[Photo-based referring expression data]
+ + + +

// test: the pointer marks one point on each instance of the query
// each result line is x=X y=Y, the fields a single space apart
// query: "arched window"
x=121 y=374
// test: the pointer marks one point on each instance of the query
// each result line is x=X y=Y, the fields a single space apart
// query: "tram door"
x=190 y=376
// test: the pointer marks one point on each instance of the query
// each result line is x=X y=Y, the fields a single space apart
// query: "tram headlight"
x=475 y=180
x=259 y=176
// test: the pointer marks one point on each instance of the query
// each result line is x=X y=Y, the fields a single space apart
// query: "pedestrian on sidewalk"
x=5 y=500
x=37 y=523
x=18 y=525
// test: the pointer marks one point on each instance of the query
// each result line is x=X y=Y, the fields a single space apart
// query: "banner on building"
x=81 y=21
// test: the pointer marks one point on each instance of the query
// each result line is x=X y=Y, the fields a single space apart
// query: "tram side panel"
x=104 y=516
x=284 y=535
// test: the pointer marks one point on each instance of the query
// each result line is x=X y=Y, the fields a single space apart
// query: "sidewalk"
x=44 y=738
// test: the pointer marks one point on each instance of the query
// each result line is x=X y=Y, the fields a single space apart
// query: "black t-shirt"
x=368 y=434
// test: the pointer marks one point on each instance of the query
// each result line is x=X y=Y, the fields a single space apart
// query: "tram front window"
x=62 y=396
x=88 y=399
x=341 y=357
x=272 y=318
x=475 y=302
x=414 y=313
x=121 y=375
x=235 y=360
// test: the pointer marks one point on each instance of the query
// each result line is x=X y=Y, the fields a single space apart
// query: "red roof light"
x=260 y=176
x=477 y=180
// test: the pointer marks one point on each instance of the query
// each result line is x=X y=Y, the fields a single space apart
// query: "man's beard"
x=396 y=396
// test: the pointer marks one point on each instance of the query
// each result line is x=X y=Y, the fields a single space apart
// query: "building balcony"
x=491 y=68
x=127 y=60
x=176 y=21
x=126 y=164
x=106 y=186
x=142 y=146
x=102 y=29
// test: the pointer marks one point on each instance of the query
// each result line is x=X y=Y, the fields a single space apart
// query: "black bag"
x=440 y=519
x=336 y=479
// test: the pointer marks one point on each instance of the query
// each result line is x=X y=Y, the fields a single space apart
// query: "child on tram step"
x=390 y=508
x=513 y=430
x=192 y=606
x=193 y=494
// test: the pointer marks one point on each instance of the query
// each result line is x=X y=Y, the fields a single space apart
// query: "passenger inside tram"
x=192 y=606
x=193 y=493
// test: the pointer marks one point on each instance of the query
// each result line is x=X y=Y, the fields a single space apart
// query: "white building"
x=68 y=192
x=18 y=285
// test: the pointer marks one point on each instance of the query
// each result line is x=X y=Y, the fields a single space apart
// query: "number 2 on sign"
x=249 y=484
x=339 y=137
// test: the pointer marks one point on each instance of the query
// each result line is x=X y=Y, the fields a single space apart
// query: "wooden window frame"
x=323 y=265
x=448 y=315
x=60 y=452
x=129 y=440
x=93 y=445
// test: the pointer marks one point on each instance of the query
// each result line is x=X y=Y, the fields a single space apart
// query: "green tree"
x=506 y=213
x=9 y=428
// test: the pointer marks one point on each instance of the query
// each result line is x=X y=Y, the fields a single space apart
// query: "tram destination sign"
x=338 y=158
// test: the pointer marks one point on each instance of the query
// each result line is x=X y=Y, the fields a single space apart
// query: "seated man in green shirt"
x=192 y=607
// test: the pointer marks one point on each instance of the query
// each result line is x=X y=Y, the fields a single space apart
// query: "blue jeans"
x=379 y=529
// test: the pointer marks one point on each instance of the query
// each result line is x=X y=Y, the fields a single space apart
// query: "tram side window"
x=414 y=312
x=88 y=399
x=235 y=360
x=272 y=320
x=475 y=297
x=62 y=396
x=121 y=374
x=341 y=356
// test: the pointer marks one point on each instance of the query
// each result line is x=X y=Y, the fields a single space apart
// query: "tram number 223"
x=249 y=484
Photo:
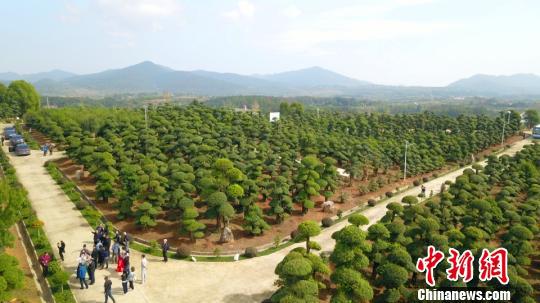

+ + + +

▶ _DIRECTIONS FOR THIS TASK_
Each record above has to be written out again in full, but its pictures must not be.

▶ _RESULT FOR THIS TASK_
// test: the pointer marks one point on each instance of the query
// each result line is x=X y=Y, the fields a single space apart
// query: "arched window"
x=121 y=374
// test: the pointer marks one point on each instance of the query
// each result line is x=X y=Y, the fields a single space apart
// query: "tram door"
x=190 y=376
// test: the pointer marks one point on each instance of the query
// each result line is x=X y=Y, the fields a single space apart
// query: "tram headlight"
x=475 y=180
x=259 y=176
// test: the pointer marks one point on each instance of the query
// each result line is x=X y=Y, the fields a single space apart
// query: "pedestrian on sidewalk"
x=5 y=500
x=37 y=523
x=18 y=525
// test: the pointer marks one point on each instance of the query
// each result line is x=X y=Y, the fields a single space apart
// query: "banner on building"
x=81 y=21
// test: the pointer marks one point on each instance of the query
// each result line is x=X y=Y, the fields a single space apart
// query: "tram side panel"
x=104 y=516
x=284 y=535
// test: the pointer marks one point on each instance of the query
// each result line is x=X y=Y, the fields a single space apart
// query: "sidewalk"
x=44 y=738
// test: the pointer marks one point on each instance of the query
// each result line is x=X y=Y, the fields a single space apart
// query: "black t-shirt"
x=368 y=434
// test: the pointer marks one point on each instance of the query
// each result line is x=X y=Y, the fields a single space apart
// query: "tram front window"
x=62 y=396
x=88 y=399
x=341 y=357
x=272 y=318
x=475 y=302
x=414 y=313
x=121 y=375
x=235 y=360
// test: the pointer marks one point on each instance of the query
// each result line is x=X y=Y, the fields a single space apart
// query: "red roof light"
x=260 y=176
x=477 y=180
// test: the pointer marks one point on each instance of the query
// each result line is x=X y=Y, the fields a single space apart
// query: "man's beard"
x=396 y=396
// test: the pointer marks one point on each instance of the query
// each result line is x=X y=Y, the fields a single space apart
// query: "building balcony"
x=491 y=68
x=127 y=60
x=176 y=21
x=126 y=164
x=106 y=186
x=142 y=146
x=102 y=29
// test: the pointer marks one point on each instance of the query
// each result line is x=X y=Y, the fields a single space apart
// query: "black bag"
x=440 y=519
x=336 y=479
// test: the pointer marks one point on each instance of the query
// each result line is x=X y=Y, the fields a single space apart
// query: "child on tram step"
x=390 y=508
x=513 y=430
x=192 y=606
x=193 y=494
// test: the pointer marks one point on each instance of the query
// each result line is x=X y=Y, the fields a single space apart
// query: "passenger inside tram"
x=192 y=606
x=193 y=493
// test: the pointer marks one point on each instance of the query
// each result line is x=X y=Y, the fields a single space apart
// query: "white building"
x=68 y=192
x=18 y=285
// test: the pointer marks one point on each instance of the query
// each result line is x=X y=Y, the fields a single space apart
// query: "number 2 on sign"
x=249 y=484
x=339 y=137
// test: the pointer marks one point on each instance of the query
// each result line is x=X y=Y, the fields a single space apart
// query: "wooden window frame"
x=323 y=265
x=448 y=315
x=60 y=452
x=129 y=440
x=93 y=445
// test: the pointer marks one point on each instance of the query
// each result line is x=X y=Y, the fields a single space apart
// query: "green tree"
x=506 y=213
x=9 y=428
// test: the pointer marks one point on each instance of the query
// each result line is x=X y=Y, the fields a single space apart
// query: "tram destination sign"
x=338 y=158
// test: the pointer marks one point on each instance of the query
// each result line is x=X y=Y, the fields a single space apart
// query: "seated man in green shirt"
x=192 y=607
// test: the pointer marks one point on each instance of the query
// each result line is x=X y=Y, the fields a single space apart
// query: "blue jeans"
x=379 y=529
// test: the pointer marks one point on each instance of the query
// each result line is x=X y=Y, the fields a single space apart
// query: "tram side window"
x=414 y=312
x=88 y=399
x=235 y=360
x=272 y=320
x=475 y=297
x=62 y=396
x=121 y=374
x=341 y=356
// test: the pointer marks one point on each instance of the query
// each result line is x=X y=Y, the fields a single space apart
// query: "tram number 223"
x=249 y=484
Photo:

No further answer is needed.